[Items from a dataset]
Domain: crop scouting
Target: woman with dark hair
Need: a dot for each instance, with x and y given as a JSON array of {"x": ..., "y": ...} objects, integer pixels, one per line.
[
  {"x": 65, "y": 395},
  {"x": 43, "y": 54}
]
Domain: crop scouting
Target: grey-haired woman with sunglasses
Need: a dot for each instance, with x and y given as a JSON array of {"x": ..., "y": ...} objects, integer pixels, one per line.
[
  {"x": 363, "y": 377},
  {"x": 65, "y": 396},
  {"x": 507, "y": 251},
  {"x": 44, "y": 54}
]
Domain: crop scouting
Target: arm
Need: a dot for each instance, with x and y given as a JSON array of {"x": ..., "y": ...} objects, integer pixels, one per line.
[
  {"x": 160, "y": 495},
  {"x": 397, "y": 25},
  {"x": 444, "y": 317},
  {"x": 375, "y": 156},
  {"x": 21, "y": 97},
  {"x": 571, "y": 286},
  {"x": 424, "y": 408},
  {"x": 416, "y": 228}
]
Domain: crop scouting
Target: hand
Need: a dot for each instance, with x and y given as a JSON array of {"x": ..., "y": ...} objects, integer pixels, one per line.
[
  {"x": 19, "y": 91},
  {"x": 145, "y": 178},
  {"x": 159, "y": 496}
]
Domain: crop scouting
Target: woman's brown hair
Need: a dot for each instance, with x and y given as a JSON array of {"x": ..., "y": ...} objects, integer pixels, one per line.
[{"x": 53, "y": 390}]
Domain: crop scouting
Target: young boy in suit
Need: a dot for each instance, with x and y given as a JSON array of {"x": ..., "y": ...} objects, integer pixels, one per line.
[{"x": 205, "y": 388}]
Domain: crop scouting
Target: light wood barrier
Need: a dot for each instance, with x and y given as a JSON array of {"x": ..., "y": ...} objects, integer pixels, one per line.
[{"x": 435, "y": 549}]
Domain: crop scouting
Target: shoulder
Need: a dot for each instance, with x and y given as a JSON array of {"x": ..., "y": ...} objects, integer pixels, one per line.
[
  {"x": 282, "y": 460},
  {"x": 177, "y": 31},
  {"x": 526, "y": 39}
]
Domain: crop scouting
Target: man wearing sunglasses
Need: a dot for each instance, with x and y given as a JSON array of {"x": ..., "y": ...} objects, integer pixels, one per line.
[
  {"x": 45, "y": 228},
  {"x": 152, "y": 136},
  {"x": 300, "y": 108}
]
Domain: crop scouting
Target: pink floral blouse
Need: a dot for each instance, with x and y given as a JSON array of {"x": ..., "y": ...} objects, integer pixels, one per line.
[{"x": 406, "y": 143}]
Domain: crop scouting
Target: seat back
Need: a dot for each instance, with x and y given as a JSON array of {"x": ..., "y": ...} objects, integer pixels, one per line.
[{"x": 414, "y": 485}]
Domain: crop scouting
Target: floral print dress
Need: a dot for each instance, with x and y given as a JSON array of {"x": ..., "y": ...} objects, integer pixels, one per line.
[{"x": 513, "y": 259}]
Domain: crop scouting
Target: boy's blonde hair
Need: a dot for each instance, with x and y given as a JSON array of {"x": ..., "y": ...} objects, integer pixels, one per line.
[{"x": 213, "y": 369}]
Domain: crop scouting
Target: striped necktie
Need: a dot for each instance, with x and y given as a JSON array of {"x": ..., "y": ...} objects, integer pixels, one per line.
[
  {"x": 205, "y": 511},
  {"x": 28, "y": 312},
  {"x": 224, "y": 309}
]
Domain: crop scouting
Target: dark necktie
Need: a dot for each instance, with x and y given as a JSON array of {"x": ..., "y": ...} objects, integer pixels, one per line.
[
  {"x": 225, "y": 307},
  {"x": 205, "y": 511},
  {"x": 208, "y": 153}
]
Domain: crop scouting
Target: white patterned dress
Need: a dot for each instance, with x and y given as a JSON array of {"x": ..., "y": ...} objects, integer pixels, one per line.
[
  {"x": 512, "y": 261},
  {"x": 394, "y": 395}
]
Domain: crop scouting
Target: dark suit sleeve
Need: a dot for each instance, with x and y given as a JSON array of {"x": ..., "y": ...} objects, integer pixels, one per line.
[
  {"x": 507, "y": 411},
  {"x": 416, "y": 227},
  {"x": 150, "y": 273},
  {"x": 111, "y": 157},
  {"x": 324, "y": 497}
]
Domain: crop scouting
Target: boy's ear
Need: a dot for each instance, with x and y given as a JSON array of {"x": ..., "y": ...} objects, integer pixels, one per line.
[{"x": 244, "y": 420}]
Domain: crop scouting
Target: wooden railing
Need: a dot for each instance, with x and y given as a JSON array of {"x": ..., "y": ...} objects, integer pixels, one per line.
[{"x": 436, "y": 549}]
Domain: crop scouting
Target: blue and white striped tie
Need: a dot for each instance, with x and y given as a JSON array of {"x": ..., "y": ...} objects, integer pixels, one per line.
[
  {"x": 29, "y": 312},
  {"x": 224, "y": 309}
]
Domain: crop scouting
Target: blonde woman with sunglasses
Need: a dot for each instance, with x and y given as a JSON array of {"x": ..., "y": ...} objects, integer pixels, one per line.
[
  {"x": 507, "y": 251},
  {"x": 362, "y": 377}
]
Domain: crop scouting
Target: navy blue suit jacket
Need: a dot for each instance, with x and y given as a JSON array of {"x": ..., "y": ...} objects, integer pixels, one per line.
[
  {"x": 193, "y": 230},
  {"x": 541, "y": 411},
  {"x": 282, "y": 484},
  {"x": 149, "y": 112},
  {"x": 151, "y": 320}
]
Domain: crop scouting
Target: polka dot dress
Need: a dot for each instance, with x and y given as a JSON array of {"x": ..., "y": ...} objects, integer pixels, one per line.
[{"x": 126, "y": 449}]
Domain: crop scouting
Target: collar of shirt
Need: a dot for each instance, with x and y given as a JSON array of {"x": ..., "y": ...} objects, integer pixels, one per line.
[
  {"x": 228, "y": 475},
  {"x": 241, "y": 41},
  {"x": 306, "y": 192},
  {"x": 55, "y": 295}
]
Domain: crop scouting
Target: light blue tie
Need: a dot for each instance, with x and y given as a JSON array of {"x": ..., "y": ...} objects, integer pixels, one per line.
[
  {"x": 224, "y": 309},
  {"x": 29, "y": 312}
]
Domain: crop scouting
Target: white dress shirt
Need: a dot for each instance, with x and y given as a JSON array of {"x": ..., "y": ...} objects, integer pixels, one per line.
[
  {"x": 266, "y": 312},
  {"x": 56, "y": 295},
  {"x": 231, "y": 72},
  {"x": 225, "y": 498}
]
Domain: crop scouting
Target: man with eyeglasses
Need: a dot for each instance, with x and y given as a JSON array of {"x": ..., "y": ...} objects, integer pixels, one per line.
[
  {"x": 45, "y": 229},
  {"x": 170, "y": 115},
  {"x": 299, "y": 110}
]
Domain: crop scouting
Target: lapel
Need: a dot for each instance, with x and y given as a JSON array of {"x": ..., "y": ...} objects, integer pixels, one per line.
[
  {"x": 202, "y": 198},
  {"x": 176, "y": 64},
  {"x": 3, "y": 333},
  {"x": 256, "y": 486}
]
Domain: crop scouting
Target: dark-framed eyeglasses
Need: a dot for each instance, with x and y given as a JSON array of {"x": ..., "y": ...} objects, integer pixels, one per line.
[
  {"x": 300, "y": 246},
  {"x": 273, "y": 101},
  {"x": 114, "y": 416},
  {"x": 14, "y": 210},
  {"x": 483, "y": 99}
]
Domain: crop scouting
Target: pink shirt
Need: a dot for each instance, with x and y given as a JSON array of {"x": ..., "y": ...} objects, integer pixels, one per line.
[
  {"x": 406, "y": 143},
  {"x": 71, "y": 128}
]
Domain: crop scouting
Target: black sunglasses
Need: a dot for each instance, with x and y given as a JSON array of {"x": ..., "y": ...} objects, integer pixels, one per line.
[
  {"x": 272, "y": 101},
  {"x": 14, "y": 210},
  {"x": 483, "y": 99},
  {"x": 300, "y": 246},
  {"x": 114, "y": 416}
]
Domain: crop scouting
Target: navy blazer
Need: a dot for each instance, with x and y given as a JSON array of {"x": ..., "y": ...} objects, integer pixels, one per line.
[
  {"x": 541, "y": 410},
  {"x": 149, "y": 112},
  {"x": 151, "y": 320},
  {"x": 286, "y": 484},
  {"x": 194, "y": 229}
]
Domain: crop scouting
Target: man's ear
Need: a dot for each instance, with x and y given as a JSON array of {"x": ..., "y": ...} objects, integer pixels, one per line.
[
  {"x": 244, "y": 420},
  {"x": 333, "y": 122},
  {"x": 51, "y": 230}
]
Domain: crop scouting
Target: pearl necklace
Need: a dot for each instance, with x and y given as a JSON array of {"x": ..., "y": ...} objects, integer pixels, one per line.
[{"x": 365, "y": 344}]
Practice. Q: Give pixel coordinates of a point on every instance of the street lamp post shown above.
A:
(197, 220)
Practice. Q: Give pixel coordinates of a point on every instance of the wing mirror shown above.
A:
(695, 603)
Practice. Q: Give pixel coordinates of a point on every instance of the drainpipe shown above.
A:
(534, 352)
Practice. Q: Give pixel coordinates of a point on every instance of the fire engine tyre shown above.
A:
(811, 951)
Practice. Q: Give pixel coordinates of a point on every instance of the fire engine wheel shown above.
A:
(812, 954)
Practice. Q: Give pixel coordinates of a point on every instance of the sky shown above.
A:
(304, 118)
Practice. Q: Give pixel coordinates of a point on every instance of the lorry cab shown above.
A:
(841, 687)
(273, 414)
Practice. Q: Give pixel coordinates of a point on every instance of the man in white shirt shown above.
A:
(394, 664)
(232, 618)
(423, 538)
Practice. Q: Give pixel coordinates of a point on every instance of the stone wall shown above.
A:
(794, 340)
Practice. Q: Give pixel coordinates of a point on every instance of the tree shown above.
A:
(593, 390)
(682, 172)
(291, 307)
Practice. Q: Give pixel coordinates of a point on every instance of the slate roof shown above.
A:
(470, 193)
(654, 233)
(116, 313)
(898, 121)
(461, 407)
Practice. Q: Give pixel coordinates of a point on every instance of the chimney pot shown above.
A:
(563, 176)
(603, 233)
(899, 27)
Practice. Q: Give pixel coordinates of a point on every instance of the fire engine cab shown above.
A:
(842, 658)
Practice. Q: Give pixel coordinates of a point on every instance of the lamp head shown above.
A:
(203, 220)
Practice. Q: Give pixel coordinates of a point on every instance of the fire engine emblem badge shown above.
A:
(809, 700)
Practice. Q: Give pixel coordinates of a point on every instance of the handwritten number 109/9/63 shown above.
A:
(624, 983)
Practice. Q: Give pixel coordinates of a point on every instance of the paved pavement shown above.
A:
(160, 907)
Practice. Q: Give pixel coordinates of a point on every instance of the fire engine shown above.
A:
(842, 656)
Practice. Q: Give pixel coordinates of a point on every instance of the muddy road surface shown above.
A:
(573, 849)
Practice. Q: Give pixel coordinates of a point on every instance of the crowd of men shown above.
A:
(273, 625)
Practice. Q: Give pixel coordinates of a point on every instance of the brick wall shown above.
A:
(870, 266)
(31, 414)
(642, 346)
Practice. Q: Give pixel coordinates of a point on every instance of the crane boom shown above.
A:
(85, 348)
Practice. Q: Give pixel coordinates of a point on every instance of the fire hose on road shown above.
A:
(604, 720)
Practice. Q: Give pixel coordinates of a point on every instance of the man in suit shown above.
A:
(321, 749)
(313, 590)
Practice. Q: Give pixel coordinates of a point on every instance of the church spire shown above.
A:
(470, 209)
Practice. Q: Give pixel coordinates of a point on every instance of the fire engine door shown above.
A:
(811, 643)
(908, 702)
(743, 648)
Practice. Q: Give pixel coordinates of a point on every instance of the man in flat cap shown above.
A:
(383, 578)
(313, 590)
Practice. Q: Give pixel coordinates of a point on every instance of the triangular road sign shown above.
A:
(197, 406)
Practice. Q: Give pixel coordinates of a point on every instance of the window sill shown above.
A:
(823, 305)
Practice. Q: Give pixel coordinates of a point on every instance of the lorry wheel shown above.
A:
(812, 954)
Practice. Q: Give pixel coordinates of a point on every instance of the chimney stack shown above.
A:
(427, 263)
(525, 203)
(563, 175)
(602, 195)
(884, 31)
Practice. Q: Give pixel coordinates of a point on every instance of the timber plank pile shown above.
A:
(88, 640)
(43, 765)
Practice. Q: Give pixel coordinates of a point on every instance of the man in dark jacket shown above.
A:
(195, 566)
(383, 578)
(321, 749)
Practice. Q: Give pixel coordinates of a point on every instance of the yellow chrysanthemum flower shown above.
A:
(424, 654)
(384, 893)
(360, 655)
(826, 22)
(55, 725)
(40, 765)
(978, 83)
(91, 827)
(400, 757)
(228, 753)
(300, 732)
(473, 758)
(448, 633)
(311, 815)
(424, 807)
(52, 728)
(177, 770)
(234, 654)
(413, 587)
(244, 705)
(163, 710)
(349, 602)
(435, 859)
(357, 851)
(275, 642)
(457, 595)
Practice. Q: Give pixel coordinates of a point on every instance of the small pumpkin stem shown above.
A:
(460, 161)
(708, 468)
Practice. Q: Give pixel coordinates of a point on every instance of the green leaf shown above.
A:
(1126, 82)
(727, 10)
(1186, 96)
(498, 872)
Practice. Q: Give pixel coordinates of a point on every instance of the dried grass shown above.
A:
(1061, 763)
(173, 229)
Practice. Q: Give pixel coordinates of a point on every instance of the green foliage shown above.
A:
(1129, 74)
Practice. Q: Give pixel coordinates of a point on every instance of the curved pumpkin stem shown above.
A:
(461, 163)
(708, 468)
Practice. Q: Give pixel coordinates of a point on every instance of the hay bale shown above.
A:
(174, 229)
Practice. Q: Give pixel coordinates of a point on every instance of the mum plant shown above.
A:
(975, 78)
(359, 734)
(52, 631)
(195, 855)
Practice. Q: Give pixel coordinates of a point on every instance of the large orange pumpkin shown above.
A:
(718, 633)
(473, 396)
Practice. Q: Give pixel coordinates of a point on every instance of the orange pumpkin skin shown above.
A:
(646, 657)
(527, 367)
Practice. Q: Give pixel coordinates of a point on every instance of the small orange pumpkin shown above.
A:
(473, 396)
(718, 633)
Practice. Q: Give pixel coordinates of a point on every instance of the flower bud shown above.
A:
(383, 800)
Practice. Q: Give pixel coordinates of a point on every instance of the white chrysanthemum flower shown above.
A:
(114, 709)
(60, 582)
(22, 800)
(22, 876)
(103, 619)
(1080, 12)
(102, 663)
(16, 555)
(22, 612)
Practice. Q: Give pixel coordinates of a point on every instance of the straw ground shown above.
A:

EXERCISE AIM: When a line in the records contains the string "suit", it counts; state how many lines count, with no other words.

RESPONSE AREA: 4